* **Stored entries**:

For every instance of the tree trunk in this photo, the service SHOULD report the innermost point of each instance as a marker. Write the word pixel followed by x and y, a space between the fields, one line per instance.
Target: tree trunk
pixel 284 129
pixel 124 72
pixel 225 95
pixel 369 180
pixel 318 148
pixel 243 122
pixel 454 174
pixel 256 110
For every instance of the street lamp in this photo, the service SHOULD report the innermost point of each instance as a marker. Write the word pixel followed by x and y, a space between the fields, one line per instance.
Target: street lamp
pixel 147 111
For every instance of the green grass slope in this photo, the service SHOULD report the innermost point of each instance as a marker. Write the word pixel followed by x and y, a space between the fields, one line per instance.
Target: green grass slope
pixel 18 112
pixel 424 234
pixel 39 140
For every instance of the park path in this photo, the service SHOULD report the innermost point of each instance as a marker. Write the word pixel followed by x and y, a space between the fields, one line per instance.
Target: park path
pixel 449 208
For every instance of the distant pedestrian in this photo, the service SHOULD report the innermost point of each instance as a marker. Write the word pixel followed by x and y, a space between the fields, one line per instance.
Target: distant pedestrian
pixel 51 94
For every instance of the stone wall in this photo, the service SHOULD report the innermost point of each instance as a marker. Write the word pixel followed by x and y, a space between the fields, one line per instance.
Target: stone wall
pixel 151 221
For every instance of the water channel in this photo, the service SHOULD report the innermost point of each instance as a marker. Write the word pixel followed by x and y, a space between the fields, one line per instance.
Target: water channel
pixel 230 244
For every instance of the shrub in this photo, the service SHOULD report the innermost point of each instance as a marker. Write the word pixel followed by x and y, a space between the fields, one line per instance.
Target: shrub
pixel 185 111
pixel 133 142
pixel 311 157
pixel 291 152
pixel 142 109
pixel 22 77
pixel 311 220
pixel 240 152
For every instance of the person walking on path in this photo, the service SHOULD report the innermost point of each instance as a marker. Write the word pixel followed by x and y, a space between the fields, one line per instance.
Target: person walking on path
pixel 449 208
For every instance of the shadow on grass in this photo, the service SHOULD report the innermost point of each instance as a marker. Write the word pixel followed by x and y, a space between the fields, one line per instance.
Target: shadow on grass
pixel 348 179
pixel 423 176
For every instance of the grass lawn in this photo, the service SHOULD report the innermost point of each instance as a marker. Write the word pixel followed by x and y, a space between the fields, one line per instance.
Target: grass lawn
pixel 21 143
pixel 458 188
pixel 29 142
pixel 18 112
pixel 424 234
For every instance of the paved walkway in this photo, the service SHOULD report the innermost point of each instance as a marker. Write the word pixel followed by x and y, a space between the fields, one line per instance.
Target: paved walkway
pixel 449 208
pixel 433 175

* **EXERCISE**:
Please render every line of the items above as a Markdown table with the columns "Row" and "Line," numbering the rows in order and leaving out any blank lines.

* **PROBLEM SOLUTION**:
| Row | Line |
|---|---|
| 1 | For every instance of the tree trunk in this photo, the service SHOULD report the innermost point of each instance as a marker. Write the word pixel followed by x and y, a space between the fields, one line per instance. |
| 2 | Target: tree trunk |
| 3 | pixel 284 129 |
| 4 | pixel 124 72 |
| 5 | pixel 225 95 |
| 6 | pixel 369 180 |
| 7 | pixel 318 148 |
| 8 | pixel 243 122 |
| 9 | pixel 454 174 |
| 10 | pixel 256 110 |
| 11 | For every instance of the street lamp in this photo, the service SHOULD report the innermost point of each instance as a marker. Write the word pixel followed by x and y, a space between the fields, one line per instance. |
| 12 | Target: street lamp |
| 13 | pixel 147 111 |
| 14 | For every instance of the green grass slope in this photo, the service SHOULD report the innermost point of each instance as a marker. Write the word pixel followed by x and y, a space between the fields, one line per instance. |
| 15 | Target: green grass slope |
| 16 | pixel 18 112 |
| 17 | pixel 424 234 |
| 18 | pixel 39 140 |
| 19 | For every instance of the park path in this photo, the service SHOULD report the innermost point of each instance as a marker. Write the word pixel followed by x and y, a space between the fields, one line per instance. |
| 20 | Target: park path |
| 21 | pixel 449 208 |
| 22 | For every instance of the distant pedestrian in this photo, the service SHOULD report the innermost point of each instance as a marker. Write the word pixel followed by x and y, a space between the fields, one line per instance. |
| 23 | Target: distant pedestrian |
| 24 | pixel 51 94 |
| 25 | For every instance of the stone wall in this photo, the service SHOULD report the innermost point of each instance as a marker. Write the word pixel followed by x and y, a space between the fields, one line per instance. |
| 26 | Target: stone wall |
| 27 | pixel 151 221 |
| 28 | For every instance of the water channel in this photo, the service SHOULD report the innermost point of each instance as a marker. Write the word pixel followed by x and y, a space between the fields, one line per instance. |
| 29 | Target: water channel |
| 30 | pixel 230 244 |
| 31 | For every instance of the shrub in this photo, the service SHOULD report the innermost point of each instance as a marker. Write the word pixel followed by x and y, a space between the fields, one line per instance. |
| 32 | Target: shrub |
| 33 | pixel 185 111 |
| 34 | pixel 133 142 |
| 35 | pixel 311 157 |
| 36 | pixel 291 152 |
| 37 | pixel 142 109 |
| 38 | pixel 22 77 |
| 39 | pixel 311 220 |
| 40 | pixel 240 152 |
| 41 | For every instance of the person walking on path in this photo, the service SHOULD report the innermost point of each instance as a marker. Write the word pixel followed by x and y, a space between the fields, one line per instance. |
| 42 | Target: person walking on path |
| 43 | pixel 449 208 |
| 44 | For every instance of the shadow on grass in this photo, the service SHOULD report the innermost point of each instance as a marker. Write the word pixel followed by x and y, a space between the fields, one line per instance. |
| 45 | Target: shadow on grass |
| 46 | pixel 348 179 |
| 47 | pixel 423 176 |
| 48 | For every instance of the grass lawn in this photo, the service SHOULD report the innermost point of each instance as a marker. Write the word pixel followed by x and y, a space between the fields, one line per instance. |
| 49 | Target: grass lawn |
| 50 | pixel 21 143 |
| 51 | pixel 458 188 |
| 52 | pixel 29 142 |
| 53 | pixel 18 112 |
| 54 | pixel 424 234 |
| 55 | For every instance of the paved walkway in this photo, the service SHOULD report the innermost point of each instance as a marker. Write the word pixel followed by x and y, a space between the fields, one line per instance. |
| 56 | Target: paved walkway |
| 57 | pixel 449 208 |
| 58 | pixel 433 175 |